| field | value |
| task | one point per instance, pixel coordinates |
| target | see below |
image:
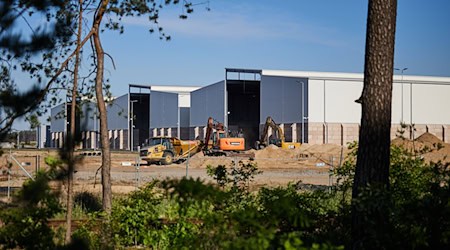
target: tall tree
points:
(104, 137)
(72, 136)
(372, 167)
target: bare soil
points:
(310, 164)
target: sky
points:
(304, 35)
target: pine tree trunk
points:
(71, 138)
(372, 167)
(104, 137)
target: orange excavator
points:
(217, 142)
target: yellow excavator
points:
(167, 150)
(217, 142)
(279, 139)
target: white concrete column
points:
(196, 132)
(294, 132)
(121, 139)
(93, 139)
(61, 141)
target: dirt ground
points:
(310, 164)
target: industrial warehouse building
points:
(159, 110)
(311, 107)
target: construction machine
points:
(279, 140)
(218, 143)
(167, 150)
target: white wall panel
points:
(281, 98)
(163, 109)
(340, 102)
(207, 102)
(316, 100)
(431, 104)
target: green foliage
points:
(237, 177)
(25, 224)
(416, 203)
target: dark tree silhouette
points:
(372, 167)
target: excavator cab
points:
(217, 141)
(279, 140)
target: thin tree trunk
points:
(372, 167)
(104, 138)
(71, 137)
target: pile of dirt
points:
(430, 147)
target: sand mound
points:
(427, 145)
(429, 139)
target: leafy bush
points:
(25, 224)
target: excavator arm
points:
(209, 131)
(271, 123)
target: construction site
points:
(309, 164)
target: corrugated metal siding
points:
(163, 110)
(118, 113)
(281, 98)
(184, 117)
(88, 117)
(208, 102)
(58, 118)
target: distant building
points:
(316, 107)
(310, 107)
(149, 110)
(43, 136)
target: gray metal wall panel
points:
*****
The expected output is every line from the material above where "tree" can be found.

target: tall tree
target: pine tree trunk
target: dark tree silhouette
target: thin tree trunk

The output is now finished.